[Records]
=-=-=-=-=

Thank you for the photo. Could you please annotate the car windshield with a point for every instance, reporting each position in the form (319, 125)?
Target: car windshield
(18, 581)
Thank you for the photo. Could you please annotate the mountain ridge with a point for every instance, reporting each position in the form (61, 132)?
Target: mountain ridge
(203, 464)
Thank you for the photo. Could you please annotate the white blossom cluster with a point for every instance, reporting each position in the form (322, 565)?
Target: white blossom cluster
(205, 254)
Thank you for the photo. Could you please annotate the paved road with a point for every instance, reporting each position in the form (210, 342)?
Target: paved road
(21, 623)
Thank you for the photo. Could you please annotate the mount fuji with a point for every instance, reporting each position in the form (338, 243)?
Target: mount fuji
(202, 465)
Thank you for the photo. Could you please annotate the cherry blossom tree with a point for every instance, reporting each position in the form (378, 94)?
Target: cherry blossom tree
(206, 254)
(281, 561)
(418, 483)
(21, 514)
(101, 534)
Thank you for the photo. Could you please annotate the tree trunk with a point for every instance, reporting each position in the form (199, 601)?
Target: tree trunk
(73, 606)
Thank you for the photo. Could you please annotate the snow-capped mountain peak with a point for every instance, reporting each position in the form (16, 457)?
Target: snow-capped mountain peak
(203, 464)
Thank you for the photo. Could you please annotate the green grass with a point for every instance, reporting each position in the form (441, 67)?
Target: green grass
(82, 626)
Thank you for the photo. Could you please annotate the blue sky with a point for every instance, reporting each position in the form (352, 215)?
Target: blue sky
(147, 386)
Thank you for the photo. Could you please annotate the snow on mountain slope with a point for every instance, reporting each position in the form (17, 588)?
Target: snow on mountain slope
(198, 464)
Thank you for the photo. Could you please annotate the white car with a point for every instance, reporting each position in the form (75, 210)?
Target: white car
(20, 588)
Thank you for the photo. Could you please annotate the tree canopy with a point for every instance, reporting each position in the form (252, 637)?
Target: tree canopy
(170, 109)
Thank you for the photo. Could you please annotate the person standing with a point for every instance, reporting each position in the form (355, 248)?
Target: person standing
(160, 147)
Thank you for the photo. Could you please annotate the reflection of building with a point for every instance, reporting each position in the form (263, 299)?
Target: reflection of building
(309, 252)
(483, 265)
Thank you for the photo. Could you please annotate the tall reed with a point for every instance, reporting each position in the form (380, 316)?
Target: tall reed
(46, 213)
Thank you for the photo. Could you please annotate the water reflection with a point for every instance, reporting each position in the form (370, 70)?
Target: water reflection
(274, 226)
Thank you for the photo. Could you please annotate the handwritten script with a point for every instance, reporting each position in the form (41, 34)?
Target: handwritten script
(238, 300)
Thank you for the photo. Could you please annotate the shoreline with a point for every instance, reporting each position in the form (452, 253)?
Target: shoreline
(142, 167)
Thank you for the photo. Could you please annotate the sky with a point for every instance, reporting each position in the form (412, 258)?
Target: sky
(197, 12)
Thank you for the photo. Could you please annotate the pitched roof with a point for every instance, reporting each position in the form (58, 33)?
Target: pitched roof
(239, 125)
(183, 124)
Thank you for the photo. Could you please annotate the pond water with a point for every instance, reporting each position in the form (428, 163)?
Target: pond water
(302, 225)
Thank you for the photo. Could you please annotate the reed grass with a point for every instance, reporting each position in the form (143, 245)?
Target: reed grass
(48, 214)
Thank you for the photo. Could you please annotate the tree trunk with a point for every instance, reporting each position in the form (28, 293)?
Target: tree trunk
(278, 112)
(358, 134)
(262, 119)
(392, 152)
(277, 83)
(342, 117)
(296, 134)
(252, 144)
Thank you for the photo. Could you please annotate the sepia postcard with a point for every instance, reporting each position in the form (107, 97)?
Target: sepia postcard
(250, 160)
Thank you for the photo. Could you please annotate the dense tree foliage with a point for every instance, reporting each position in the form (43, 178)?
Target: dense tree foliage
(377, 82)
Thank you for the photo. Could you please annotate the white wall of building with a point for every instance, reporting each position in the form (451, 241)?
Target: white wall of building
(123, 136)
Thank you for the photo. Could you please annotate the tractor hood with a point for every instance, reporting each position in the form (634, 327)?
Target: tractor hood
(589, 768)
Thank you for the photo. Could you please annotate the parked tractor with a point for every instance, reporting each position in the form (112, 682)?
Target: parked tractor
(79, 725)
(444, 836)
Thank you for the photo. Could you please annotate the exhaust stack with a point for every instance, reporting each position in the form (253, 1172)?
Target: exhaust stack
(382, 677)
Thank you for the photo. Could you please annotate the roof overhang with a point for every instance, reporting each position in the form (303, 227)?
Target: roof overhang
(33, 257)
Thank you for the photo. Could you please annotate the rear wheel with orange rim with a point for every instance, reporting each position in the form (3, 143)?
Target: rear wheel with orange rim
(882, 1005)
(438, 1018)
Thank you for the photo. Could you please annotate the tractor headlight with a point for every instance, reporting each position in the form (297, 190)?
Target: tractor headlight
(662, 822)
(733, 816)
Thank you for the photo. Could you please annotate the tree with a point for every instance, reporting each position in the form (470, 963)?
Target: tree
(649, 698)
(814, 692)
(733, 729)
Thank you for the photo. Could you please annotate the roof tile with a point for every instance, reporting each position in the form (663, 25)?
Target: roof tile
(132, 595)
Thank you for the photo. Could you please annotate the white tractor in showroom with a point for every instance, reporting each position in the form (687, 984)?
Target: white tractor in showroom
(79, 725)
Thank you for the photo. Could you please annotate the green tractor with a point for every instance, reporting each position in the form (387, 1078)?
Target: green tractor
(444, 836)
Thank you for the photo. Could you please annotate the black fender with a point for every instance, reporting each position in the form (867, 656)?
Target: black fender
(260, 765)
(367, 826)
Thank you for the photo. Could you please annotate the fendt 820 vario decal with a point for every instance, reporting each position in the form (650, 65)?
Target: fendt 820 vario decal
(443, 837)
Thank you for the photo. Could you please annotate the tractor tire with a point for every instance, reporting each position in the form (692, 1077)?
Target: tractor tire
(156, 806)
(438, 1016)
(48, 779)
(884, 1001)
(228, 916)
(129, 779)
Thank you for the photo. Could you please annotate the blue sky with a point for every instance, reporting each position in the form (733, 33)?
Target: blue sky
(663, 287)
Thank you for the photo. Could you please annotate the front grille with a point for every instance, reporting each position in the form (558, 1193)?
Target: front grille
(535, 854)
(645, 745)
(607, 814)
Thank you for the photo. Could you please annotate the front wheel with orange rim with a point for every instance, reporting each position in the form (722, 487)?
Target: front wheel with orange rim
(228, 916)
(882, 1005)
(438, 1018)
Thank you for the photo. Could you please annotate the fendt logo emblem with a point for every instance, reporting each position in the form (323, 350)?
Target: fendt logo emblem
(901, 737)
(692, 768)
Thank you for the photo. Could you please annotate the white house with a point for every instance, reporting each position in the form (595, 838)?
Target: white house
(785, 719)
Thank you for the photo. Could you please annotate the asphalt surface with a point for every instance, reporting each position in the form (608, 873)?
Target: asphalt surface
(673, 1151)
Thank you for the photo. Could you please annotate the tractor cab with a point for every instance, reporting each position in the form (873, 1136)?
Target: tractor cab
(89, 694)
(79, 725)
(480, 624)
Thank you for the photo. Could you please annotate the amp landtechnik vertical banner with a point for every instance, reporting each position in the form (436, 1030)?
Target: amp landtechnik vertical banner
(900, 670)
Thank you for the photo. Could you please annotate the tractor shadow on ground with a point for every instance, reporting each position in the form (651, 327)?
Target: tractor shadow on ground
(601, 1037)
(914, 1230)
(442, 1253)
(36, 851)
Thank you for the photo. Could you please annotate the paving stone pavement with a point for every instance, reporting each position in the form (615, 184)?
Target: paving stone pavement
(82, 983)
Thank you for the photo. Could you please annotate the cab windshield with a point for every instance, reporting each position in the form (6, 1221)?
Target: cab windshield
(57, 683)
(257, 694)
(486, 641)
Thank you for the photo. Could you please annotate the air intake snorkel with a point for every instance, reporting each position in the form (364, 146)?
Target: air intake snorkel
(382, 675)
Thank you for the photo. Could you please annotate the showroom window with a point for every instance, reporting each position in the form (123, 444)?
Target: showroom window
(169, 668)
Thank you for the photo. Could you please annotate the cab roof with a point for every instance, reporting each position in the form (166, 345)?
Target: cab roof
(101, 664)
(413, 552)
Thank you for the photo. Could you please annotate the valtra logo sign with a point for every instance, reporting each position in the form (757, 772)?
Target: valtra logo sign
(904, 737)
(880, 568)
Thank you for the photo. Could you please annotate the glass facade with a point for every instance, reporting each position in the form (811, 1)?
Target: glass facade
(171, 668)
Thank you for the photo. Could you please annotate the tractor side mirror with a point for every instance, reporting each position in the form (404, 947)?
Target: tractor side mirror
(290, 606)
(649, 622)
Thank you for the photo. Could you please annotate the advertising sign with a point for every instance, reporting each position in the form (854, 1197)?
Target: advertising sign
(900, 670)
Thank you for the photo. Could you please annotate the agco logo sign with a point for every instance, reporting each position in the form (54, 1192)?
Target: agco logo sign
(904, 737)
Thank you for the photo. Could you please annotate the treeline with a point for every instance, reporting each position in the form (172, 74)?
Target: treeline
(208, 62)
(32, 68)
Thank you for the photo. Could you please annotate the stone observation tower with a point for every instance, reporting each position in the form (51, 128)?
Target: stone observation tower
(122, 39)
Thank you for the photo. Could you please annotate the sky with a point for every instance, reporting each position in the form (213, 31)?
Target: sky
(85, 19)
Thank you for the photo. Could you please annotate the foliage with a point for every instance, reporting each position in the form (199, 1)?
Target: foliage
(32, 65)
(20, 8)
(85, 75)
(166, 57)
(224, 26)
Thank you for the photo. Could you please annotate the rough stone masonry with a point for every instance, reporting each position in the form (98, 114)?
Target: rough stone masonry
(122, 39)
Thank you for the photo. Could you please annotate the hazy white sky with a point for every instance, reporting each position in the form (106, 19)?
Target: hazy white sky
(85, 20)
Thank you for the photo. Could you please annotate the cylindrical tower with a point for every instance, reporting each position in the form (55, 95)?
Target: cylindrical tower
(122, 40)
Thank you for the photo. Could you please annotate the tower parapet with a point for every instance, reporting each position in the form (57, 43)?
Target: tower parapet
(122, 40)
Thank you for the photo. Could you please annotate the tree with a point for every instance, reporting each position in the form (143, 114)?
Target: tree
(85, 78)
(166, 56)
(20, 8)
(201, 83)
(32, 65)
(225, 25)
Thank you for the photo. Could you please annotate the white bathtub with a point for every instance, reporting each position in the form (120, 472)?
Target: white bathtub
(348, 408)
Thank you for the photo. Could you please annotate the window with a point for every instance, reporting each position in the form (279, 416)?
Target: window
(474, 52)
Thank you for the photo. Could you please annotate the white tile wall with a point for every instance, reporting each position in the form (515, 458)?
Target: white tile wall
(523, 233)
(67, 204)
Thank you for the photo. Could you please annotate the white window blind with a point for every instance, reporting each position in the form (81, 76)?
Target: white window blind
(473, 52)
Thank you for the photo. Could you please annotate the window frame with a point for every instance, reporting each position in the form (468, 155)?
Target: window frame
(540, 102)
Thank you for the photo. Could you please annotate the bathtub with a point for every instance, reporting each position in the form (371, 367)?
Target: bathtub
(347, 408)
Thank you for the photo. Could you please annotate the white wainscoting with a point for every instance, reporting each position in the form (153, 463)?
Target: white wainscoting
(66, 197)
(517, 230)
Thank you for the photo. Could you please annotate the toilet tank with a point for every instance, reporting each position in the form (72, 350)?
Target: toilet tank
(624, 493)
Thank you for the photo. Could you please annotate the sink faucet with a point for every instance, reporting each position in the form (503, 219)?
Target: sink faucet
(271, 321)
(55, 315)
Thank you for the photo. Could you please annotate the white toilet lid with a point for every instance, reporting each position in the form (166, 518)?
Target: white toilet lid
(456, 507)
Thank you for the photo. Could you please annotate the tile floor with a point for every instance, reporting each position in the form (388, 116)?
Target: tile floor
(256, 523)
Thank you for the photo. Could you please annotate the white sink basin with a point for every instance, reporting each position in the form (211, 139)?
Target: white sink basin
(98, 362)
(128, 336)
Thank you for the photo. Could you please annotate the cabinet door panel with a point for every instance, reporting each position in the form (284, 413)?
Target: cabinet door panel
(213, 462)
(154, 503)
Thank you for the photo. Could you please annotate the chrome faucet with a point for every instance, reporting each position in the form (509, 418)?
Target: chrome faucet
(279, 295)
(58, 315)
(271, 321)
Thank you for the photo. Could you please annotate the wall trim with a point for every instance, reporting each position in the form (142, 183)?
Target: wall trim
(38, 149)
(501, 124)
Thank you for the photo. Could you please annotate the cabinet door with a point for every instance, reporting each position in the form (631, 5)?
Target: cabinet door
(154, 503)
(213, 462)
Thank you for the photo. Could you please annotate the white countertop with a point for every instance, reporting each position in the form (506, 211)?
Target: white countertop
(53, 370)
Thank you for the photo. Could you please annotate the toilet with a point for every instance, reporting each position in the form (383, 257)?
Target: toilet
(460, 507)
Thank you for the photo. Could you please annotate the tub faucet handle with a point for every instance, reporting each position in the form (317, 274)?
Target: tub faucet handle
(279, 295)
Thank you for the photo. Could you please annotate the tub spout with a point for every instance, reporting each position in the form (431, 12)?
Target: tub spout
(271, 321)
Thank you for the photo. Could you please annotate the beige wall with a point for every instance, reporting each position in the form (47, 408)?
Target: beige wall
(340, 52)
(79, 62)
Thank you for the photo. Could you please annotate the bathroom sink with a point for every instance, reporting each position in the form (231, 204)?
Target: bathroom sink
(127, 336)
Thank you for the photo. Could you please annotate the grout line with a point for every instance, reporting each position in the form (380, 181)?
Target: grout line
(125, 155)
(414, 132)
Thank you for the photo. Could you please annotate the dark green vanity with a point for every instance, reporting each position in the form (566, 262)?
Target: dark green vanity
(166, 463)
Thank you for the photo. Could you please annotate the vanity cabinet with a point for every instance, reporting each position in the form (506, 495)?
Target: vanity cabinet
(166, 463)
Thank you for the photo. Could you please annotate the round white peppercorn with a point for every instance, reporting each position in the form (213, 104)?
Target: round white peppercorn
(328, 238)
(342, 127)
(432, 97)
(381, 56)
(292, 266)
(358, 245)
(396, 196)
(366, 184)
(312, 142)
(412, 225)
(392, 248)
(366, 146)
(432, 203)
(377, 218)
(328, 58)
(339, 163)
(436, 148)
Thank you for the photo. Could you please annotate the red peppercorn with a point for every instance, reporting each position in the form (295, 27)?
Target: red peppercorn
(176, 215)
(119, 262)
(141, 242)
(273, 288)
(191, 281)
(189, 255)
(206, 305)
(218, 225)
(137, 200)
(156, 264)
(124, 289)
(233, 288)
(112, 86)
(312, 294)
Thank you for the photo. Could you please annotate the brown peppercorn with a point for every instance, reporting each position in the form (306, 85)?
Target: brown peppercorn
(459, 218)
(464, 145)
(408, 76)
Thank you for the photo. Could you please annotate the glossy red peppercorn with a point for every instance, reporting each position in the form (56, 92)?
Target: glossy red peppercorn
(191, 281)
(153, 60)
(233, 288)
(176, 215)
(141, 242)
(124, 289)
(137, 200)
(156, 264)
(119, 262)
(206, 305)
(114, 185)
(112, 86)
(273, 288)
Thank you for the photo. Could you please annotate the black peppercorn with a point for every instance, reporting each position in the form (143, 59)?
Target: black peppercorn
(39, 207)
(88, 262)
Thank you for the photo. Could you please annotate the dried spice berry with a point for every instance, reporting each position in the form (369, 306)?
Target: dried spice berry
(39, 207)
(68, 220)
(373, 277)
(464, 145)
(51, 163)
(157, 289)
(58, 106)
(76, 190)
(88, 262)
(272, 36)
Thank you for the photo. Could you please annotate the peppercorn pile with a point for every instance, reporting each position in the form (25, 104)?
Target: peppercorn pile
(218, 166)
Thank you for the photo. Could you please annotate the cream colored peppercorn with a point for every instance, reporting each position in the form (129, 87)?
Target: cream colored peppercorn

=-=-=-=-=

▶ [Exercise]: Write out once more the lines above beginning at the line with "Thank you for the photo. Could you please annotate the red"; continue through the final line and stop there.

▶ [Response to the task]:
Thank you for the photo. Could you please annotate the red peppercorn with a point for every instance, reporting each position in the form (295, 27)?
Target: red peppercorn
(176, 215)
(119, 262)
(141, 242)
(273, 288)
(191, 281)
(189, 255)
(206, 305)
(218, 225)
(137, 200)
(156, 264)
(124, 289)
(233, 288)
(112, 86)
(312, 294)
Thank you for the photo. Could you please annotate the brown peppercorn with a point for every instance, reporting each position in the form (306, 85)?
Target: brown peppercorn
(459, 218)
(464, 145)
(408, 76)
Thank you for the photo. Could you please annotate the glossy red peppercorn with a point for every instance, reporting each position in the form (56, 92)?
Target: glossy red peppercorn
(191, 281)
(153, 60)
(233, 288)
(176, 215)
(141, 242)
(124, 289)
(137, 200)
(156, 264)
(119, 262)
(206, 305)
(114, 185)
(112, 86)
(273, 288)
Thank you for the photo. Could you please annotate the black peppercorn with a point for every instance, reporting each position in the form (143, 59)?
Target: black peppercorn
(39, 207)
(88, 262)
Thank you for the photo. Could you please annotate the dried spice berry with a point for every instance, reporting each position in the form (369, 306)?
Target: dried spice berry
(39, 207)
(68, 220)
(373, 277)
(464, 145)
(51, 163)
(157, 289)
(58, 106)
(76, 190)
(88, 262)
(272, 36)
Thank you for the photo. Could you please annotate the peppercorn pile with a point for every instance, reporting each position in the form (25, 104)?
Target: peppercorn pile
(218, 166)
Thank you for the photo. Could you please annotate the cream colored peppercorn with a point for every instance, reporting each position in the form (129, 87)?
Target: cream colored peppercorn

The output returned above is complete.